[Records of labeled points]
**********

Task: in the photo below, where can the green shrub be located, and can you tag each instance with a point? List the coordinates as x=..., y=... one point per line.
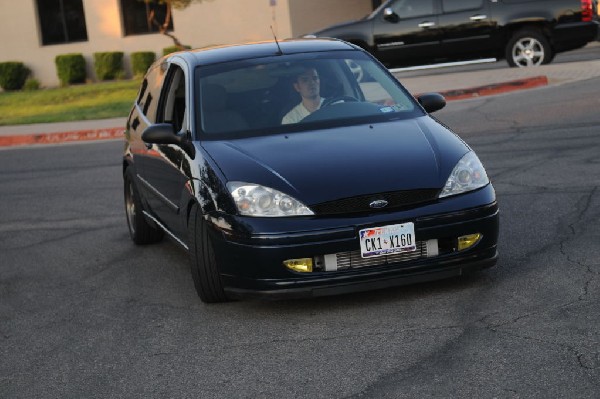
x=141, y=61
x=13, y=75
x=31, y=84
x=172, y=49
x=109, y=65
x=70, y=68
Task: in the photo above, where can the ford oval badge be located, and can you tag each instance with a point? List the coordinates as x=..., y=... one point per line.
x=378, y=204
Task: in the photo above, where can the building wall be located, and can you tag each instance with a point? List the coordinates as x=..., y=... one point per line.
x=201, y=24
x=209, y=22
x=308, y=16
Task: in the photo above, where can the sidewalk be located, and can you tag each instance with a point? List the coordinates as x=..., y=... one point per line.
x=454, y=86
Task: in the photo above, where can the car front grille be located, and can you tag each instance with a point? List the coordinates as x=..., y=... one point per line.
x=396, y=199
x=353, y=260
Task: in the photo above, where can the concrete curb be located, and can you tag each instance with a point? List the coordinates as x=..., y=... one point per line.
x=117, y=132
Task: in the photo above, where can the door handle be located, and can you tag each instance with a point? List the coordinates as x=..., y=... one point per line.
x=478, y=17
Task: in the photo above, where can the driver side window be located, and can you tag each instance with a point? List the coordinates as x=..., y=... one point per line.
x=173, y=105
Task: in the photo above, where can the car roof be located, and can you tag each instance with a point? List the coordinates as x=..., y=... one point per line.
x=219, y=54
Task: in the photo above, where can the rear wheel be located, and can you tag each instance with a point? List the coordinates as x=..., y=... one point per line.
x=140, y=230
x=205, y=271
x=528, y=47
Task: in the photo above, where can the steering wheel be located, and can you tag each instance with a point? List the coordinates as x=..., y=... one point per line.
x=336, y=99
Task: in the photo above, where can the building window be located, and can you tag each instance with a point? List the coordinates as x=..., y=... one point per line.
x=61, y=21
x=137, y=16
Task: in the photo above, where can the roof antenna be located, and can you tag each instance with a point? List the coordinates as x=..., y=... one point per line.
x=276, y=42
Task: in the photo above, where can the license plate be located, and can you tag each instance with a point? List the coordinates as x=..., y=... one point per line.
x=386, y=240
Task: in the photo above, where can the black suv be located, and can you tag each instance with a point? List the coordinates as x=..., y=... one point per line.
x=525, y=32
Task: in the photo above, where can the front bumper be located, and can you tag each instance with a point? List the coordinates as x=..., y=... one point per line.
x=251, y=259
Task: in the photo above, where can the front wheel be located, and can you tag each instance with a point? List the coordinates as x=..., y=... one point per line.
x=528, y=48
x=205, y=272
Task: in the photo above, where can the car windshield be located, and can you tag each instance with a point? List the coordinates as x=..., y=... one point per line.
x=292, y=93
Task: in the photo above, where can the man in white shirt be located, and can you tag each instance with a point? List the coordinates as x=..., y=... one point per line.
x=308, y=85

**********

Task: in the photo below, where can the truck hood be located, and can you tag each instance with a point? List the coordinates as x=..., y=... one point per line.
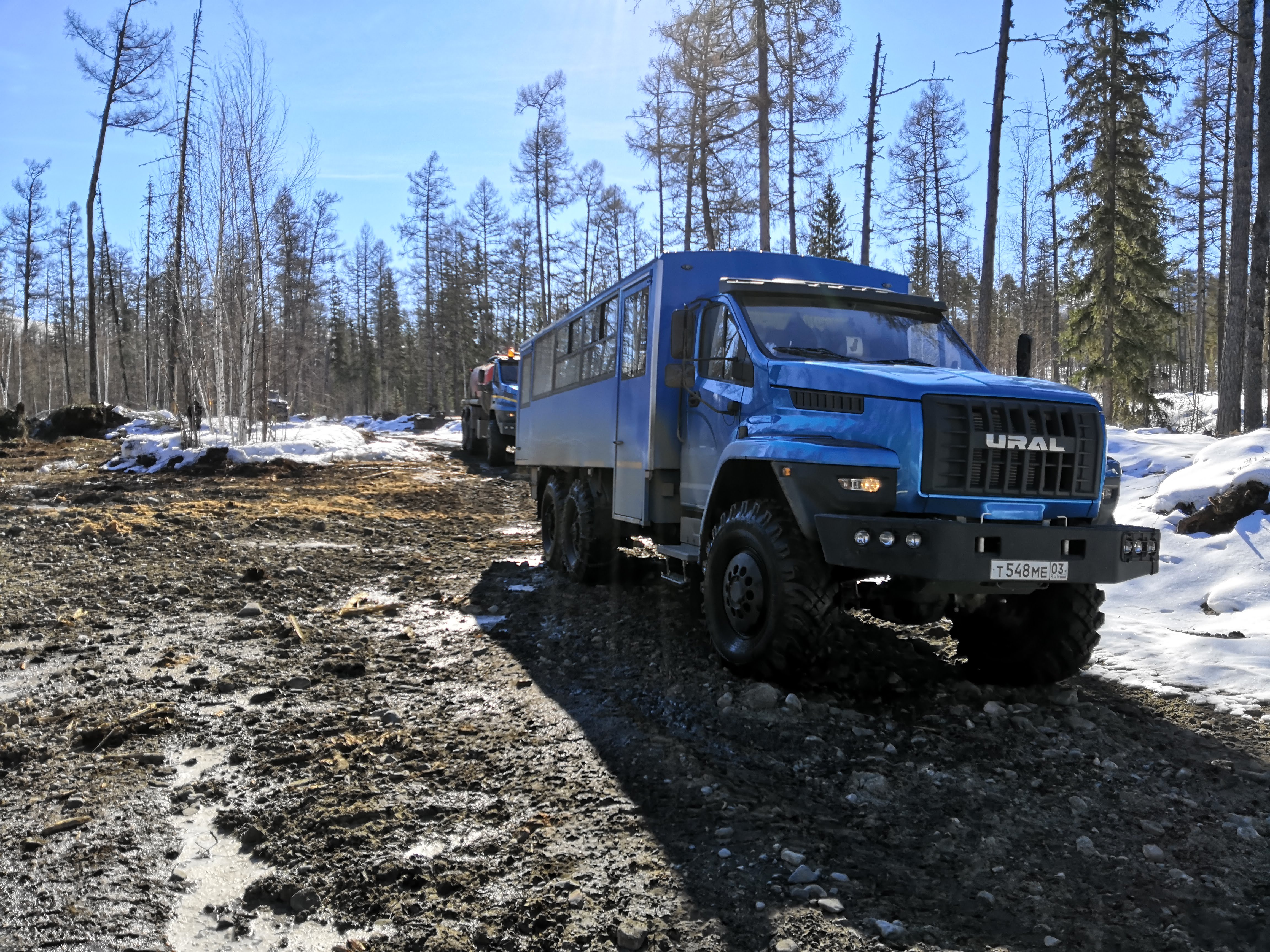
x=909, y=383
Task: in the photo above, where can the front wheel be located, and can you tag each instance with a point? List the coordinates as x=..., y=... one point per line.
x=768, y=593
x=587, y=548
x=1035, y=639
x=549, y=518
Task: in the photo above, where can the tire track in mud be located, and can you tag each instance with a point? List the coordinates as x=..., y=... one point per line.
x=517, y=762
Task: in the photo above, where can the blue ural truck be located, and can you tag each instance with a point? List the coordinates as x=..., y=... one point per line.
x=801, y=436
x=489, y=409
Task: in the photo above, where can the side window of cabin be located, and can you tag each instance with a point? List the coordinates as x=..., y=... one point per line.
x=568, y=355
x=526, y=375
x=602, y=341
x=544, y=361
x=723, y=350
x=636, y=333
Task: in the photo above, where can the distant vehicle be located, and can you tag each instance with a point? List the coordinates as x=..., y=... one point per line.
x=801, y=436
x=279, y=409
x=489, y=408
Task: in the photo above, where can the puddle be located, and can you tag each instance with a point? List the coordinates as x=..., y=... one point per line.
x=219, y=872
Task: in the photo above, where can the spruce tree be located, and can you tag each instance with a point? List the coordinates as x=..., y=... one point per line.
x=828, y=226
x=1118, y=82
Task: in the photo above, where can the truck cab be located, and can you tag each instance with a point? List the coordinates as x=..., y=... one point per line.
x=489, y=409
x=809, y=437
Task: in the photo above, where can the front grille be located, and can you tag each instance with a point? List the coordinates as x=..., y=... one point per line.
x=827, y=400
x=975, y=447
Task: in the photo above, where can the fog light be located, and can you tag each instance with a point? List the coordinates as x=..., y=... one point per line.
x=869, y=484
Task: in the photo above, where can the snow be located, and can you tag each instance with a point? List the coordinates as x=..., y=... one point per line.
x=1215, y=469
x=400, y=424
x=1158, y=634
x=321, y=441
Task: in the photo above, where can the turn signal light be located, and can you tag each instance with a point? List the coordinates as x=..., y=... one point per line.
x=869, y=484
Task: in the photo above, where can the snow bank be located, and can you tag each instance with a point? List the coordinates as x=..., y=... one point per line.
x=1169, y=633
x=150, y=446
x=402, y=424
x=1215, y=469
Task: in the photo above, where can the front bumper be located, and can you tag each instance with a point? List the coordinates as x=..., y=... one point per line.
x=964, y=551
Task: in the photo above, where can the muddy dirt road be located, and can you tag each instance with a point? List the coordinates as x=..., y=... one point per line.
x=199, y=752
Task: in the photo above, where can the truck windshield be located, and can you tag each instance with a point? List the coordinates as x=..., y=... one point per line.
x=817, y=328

**********

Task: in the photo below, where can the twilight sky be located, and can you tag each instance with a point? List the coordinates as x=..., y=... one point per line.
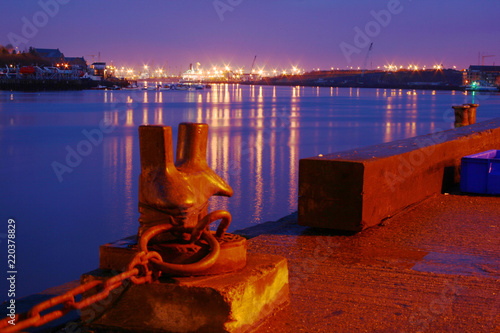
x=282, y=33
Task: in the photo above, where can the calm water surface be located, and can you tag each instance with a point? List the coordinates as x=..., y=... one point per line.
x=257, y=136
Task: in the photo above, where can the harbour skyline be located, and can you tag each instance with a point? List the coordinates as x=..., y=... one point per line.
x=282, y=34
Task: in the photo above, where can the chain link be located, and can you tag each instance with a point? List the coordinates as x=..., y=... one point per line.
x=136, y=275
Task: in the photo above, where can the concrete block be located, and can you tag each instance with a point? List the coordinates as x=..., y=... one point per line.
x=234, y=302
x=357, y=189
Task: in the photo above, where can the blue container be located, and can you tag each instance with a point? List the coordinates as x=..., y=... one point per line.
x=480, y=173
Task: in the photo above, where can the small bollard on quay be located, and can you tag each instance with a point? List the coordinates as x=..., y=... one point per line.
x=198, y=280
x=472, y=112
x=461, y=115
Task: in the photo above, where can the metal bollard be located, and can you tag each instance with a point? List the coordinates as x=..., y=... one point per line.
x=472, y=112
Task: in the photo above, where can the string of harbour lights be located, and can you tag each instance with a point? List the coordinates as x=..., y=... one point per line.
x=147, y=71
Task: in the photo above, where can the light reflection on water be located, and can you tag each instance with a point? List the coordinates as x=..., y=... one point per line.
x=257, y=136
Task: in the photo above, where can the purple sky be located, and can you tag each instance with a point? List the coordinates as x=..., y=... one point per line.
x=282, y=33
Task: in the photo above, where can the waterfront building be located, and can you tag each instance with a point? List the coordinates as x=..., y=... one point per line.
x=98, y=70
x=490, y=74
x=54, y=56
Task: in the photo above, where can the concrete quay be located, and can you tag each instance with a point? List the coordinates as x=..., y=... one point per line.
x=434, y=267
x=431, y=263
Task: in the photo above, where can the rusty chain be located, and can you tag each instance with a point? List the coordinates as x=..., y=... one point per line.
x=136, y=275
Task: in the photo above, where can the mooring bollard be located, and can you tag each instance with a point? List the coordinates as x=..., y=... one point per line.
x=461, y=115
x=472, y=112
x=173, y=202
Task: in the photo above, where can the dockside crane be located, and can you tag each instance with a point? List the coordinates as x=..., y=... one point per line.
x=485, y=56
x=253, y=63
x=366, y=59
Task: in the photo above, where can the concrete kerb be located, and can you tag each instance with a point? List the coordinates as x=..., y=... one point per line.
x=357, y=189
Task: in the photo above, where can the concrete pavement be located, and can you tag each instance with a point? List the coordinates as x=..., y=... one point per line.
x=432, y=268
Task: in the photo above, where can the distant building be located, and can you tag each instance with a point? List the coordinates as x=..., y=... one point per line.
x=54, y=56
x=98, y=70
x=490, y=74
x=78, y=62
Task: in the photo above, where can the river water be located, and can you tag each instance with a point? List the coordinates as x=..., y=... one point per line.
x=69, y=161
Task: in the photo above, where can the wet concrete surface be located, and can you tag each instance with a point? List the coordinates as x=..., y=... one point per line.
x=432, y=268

**********

Task requirements —
How many lines in the entries above contain the string "blue"? Reply with the count alone.

Solution for this task —
2